Studio album by Adriano Celentano
- Released: 1972
- Label: Clan Celentano

Adriano Celentano chronology
| Er più – Storia d'amore e di coltello (1971) | I mali del secolo (1972) | Nostalrock (1973) |

= I mali del secolo =

I mali del secolo (lit. 'The century's evils') is a studio album by Italian singer Adriano Celentano, released in 1972 on his label Clan Celentano.

According to the book Adriano Celentano. Incorrigible Romantic and Rebel, it is "a very important album" in Celentano's discography. All the songs on the album talk about the issues "the singer felt the need to talk about". Celentano wrote all the songs himself, except the first one, the rock'n'roll standard "Ready Teddy", which "seems to demonstrate Adriano's music preferences" and energetically starts the album off. Side 2 opens with the song "Disse", in which the singer "addresses people on behalf of God." In other songs, as the book's author notes, Celentano "talks about pressing social problems: corruption, speculation, drugs, urbanization, environmental pollution, that is, about everything that can be called the evils of the century."

> _Input material_
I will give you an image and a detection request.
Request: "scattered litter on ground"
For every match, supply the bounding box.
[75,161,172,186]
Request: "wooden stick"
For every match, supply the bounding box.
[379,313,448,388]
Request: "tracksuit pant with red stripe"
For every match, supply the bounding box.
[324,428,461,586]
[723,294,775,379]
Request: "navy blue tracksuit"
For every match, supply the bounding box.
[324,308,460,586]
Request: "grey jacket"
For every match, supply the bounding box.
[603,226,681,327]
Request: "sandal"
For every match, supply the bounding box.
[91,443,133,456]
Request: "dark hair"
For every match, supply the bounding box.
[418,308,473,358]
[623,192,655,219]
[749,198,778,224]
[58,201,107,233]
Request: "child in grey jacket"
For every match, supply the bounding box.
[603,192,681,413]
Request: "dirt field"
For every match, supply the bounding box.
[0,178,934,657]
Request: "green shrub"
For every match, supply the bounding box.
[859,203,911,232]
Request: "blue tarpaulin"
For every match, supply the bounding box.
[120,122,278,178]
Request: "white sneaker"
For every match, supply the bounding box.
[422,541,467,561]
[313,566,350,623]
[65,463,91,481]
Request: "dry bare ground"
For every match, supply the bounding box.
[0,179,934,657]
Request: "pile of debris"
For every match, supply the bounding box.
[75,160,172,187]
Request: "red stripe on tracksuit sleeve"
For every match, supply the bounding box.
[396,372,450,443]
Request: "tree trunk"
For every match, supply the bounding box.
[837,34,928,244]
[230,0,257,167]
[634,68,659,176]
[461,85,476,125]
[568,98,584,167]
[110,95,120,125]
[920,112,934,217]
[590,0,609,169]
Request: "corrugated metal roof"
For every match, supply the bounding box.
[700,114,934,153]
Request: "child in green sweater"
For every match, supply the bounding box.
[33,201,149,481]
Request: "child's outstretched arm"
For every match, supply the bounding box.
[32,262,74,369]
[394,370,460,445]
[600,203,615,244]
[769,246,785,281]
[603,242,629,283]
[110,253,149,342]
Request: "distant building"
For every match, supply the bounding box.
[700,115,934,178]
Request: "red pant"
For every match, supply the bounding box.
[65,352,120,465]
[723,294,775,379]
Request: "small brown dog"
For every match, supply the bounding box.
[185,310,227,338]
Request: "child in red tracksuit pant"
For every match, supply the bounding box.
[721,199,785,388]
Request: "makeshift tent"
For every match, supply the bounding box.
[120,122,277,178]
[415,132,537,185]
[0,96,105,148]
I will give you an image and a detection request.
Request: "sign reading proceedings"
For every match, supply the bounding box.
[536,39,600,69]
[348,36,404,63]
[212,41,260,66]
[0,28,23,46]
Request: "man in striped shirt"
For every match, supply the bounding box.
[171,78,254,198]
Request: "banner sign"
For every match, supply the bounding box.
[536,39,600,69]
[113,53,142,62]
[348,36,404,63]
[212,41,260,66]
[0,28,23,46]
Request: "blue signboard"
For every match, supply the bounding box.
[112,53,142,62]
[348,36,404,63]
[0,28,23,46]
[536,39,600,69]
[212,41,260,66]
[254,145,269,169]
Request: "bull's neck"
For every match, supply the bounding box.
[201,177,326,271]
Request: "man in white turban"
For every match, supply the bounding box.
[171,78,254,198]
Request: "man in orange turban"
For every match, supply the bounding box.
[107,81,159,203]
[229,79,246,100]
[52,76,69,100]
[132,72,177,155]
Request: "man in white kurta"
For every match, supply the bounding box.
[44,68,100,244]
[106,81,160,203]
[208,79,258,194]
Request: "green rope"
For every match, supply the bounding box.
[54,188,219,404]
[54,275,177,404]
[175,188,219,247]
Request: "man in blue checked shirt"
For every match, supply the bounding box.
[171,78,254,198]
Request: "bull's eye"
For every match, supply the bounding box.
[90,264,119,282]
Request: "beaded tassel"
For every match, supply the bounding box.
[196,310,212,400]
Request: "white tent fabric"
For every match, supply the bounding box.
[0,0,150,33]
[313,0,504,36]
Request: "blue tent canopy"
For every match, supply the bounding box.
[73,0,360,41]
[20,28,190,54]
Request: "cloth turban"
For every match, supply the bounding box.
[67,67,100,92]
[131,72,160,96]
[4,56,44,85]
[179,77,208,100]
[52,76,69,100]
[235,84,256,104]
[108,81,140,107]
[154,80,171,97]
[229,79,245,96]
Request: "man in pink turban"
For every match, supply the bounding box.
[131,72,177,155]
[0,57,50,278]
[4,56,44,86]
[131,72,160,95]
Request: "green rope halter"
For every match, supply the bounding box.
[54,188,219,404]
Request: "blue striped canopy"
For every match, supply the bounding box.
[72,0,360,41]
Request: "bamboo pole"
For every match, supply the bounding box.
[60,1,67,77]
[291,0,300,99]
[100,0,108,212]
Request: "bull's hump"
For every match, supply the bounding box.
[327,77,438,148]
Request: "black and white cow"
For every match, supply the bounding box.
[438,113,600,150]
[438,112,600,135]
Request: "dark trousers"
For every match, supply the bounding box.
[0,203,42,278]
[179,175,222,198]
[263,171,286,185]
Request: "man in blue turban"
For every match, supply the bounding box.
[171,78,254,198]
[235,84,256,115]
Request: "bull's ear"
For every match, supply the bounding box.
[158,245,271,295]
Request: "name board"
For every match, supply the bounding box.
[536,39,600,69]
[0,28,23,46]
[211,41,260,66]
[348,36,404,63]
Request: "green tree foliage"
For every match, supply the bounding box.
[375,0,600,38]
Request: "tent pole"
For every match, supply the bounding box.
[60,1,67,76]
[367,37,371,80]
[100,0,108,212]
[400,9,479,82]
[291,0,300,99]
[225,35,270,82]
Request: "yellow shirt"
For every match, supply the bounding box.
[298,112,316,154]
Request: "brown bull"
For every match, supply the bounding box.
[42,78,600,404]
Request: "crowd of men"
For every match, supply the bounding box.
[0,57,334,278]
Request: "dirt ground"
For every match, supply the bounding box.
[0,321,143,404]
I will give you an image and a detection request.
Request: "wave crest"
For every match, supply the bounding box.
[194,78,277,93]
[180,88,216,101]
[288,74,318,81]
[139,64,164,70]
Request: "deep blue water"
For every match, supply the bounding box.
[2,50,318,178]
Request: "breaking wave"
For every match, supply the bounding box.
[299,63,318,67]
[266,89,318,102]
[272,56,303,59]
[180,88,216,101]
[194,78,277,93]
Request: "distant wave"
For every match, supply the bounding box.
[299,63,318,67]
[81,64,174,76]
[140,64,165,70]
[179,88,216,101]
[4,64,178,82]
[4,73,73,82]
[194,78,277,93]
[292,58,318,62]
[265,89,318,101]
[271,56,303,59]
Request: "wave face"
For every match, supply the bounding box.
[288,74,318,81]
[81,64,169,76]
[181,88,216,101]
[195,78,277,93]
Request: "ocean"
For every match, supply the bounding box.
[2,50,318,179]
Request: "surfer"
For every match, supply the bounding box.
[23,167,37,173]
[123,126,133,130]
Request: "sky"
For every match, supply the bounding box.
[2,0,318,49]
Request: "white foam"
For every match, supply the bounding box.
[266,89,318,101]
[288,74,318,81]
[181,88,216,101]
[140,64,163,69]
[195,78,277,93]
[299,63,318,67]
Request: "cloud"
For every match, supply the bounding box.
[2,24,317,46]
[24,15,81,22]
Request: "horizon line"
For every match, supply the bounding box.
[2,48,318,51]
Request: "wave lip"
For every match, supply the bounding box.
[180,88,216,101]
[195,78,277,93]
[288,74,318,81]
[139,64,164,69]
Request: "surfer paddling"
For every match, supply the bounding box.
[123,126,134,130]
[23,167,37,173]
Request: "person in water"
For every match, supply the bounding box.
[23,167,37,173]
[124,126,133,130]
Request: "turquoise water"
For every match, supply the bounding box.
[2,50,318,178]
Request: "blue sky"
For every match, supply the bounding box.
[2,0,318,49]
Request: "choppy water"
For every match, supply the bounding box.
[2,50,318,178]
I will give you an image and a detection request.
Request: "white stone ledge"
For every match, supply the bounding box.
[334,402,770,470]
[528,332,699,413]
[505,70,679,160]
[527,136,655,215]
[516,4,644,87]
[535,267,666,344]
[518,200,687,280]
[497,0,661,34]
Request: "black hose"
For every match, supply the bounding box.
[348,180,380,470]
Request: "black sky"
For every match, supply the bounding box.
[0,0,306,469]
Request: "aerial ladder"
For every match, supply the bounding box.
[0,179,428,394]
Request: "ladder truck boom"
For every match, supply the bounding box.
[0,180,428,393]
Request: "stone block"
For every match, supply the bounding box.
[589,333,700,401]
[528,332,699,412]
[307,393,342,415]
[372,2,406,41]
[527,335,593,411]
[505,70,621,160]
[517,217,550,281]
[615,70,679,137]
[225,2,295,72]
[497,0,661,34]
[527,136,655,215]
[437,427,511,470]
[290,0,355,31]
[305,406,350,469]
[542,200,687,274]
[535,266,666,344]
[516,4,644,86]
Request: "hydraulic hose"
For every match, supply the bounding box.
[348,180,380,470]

> _Work to complete_
1. Answer from the album text:
(a) In what year was the album released?
(b) Which song starts the album?
(c) Which song opens Side 2?
2. Please copy the rows word for word, starting at their first line and going up to and including the line with "[396,372,450,443]".
The rows are unrelated to the album text.

> _Solution list_
1.
(a) 1972
(b) "Ready Teddy"
(c) "Disse"

2.
I will give you an image and a detection request.
Request: "scattered litter on ground"
For every match, supply the bounding box.
[75,161,172,186]
Request: "wooden stick"
For every match, supply the bounding box.
[379,313,448,388]
Request: "tracksuit pant with red stripe"
For every match, supply the bounding box.
[324,428,461,586]
[723,294,775,379]
Request: "navy blue tracksuit"
For every match, supply the bounding box.
[324,308,460,586]
Request: "grey jacket"
For every match, supply the bounding box.
[603,226,681,327]
Request: "sandal"
For every match, supply the bounding box.
[91,443,133,456]
Request: "dark hair"
For every match, supply the bounding box.
[418,308,473,358]
[623,192,655,219]
[749,198,778,224]
[58,201,107,233]
Request: "child in grey jacket"
For every match, supply the bounding box.
[603,192,681,413]
Request: "dirt field"
For every match, supply the bounding box.
[0,178,934,657]
Request: "green shrub"
For every match, supply the bounding box.
[859,203,911,232]
Request: "blue tarpaulin"
For every match, supply the bounding box.
[120,122,278,178]
Request: "white sneaker"
For every match, supply the bounding box.
[422,541,467,561]
[313,566,350,623]
[65,463,91,481]
Request: "dry bare ground"
For every match, supply the bounding box.
[0,179,934,657]
Request: "pile of debris"
For every match, supply the bounding box.
[75,160,172,187]
Request: "red stripe on tracksuit sleeve"
For every match, supply the bounding box.
[396,372,450,443]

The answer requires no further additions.